JOB:
From the listing below, copy out every line that contains the word "green".

STORED RECORDS:
────────────────────────────────────────

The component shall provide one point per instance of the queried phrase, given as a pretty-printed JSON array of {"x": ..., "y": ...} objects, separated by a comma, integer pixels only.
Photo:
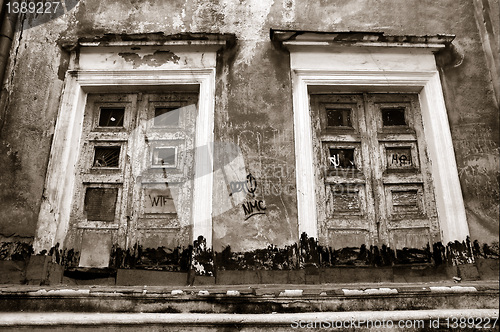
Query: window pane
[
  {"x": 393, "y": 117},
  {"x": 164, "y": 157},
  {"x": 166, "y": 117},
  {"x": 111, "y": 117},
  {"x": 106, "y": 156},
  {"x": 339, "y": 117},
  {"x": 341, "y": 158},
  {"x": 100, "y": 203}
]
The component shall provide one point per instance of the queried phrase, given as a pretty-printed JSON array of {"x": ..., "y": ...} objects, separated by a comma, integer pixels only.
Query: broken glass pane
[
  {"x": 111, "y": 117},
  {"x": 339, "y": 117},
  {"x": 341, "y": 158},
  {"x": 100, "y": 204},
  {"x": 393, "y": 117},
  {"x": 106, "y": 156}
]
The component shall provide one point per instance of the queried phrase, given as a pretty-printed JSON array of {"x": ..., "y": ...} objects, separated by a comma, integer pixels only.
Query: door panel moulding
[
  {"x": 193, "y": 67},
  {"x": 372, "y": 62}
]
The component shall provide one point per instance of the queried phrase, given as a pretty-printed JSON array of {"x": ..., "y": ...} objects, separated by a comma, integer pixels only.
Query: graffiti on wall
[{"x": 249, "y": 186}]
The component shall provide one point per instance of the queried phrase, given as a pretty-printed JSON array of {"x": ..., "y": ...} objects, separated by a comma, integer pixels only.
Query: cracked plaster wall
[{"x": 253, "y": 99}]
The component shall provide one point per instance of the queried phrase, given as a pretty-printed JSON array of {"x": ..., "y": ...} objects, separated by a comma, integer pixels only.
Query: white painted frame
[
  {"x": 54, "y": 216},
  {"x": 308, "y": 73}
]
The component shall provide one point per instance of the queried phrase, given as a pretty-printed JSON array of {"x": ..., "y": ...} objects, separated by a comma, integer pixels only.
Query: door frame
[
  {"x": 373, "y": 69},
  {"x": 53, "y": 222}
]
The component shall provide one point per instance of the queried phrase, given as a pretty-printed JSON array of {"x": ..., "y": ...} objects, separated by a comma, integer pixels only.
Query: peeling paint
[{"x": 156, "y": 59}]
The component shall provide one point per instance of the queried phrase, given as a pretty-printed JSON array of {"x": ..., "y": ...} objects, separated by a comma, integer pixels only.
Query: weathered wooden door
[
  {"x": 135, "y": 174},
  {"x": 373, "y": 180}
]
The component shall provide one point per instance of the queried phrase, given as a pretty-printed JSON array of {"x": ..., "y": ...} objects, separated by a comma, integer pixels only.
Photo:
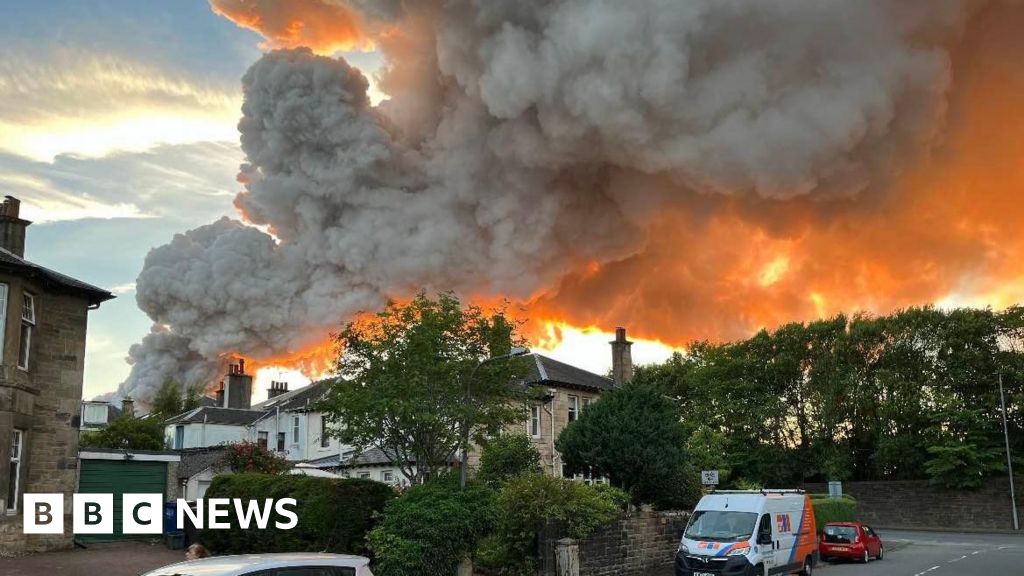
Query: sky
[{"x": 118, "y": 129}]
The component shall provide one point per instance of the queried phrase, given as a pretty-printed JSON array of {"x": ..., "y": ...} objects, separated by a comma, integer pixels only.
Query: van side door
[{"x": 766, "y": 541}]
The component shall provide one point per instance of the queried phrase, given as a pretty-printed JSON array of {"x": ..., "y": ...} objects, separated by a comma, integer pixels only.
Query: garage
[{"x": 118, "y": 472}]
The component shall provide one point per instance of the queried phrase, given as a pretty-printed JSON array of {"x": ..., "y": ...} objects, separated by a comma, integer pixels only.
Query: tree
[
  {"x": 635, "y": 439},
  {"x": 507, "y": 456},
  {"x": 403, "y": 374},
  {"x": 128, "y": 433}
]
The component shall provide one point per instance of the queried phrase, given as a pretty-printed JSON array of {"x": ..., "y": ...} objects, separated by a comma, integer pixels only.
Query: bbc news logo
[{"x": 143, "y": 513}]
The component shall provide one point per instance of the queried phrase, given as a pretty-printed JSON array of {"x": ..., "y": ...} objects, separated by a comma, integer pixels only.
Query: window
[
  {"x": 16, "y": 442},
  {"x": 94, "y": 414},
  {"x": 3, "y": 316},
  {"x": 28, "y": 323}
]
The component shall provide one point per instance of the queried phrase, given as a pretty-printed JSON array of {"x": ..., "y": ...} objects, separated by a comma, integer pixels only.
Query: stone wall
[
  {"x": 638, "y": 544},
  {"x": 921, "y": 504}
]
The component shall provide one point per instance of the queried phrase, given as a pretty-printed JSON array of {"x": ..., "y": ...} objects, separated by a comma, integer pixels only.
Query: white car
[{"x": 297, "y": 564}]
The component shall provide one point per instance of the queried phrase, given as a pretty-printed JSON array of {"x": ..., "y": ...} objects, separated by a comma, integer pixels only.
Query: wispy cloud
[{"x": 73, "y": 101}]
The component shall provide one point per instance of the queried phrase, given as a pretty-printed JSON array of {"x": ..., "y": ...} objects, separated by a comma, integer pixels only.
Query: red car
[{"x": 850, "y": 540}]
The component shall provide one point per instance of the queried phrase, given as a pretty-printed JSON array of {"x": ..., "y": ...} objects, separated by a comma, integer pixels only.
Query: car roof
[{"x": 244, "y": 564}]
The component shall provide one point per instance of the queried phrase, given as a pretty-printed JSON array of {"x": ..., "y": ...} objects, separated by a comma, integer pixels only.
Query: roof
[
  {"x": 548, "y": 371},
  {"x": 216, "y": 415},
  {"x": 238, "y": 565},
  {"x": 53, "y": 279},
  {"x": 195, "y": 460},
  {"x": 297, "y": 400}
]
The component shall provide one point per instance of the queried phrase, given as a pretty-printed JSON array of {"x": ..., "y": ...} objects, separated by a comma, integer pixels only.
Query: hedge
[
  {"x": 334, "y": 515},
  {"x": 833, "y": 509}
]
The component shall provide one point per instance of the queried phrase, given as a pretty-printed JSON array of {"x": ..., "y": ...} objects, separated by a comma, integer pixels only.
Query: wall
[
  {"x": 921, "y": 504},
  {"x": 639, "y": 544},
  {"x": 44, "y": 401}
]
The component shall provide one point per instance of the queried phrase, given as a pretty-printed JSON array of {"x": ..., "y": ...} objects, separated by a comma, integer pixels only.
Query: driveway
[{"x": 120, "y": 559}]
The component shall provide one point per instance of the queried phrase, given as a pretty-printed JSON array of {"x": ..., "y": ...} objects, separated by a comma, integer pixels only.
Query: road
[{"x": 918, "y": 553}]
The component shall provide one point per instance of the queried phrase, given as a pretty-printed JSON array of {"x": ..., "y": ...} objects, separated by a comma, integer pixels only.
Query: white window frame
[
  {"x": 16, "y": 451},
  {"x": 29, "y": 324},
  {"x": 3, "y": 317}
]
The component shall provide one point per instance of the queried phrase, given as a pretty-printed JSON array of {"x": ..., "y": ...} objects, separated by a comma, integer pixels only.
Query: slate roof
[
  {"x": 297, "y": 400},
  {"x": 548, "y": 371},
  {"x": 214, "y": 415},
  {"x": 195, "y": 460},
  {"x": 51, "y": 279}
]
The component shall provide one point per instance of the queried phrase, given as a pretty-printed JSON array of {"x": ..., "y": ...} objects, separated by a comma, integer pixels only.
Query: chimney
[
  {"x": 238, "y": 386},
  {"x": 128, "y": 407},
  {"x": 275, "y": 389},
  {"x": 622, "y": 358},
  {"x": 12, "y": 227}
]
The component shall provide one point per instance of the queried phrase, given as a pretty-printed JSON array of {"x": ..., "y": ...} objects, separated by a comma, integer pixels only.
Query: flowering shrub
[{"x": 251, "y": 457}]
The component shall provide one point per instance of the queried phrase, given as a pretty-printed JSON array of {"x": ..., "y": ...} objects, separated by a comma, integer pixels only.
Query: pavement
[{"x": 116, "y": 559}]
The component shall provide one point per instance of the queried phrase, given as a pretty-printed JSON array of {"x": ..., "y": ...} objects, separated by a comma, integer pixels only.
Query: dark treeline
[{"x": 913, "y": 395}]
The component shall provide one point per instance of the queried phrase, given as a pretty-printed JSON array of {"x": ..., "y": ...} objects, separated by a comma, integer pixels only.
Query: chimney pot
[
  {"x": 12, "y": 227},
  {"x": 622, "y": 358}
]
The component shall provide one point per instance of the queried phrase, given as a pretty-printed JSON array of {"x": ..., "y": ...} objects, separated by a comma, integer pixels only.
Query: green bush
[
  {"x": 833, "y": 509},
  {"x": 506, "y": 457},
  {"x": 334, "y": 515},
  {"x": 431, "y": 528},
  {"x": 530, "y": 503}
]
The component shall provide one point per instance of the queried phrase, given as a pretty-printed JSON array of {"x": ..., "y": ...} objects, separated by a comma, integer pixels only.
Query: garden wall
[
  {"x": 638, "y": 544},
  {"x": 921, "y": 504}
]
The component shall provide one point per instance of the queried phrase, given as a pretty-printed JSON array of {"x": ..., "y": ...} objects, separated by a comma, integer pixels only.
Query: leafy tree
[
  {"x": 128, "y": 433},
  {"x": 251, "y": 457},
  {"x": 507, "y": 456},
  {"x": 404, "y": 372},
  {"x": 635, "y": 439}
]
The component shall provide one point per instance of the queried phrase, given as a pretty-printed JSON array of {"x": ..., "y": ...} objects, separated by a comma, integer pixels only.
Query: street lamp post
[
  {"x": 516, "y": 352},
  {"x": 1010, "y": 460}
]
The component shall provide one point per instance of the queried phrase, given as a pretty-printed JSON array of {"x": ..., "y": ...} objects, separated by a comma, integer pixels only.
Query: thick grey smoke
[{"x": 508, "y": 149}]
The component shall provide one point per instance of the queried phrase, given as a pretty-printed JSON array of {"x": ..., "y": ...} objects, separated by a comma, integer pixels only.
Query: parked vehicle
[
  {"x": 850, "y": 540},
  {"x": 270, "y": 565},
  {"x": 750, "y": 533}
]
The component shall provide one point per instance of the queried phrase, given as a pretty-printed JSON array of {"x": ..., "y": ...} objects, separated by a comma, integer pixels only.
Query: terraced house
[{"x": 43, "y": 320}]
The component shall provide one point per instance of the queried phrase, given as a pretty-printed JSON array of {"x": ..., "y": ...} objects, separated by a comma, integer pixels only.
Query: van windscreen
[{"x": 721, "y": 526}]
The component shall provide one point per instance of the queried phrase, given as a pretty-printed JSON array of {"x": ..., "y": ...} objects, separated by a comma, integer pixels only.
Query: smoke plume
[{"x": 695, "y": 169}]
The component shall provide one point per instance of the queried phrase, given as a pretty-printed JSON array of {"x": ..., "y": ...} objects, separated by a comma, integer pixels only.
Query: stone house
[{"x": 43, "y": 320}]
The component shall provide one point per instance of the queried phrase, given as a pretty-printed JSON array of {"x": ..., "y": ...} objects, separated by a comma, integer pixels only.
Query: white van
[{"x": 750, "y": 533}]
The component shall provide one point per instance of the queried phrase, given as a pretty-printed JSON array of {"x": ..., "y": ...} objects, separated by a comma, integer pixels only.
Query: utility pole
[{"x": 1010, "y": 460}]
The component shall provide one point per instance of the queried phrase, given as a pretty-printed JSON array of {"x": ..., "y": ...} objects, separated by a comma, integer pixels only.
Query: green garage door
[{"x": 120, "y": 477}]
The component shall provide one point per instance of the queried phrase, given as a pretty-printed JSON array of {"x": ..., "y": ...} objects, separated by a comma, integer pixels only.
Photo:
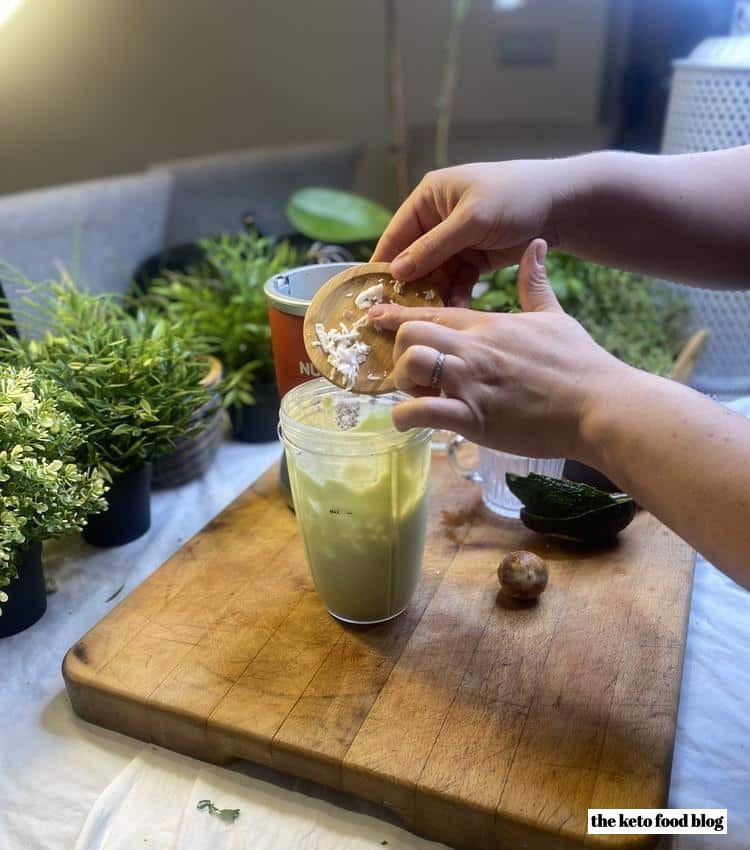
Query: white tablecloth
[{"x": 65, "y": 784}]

────────────────────────────────────────

TASK RESULT:
Query: green bush
Query: green garage door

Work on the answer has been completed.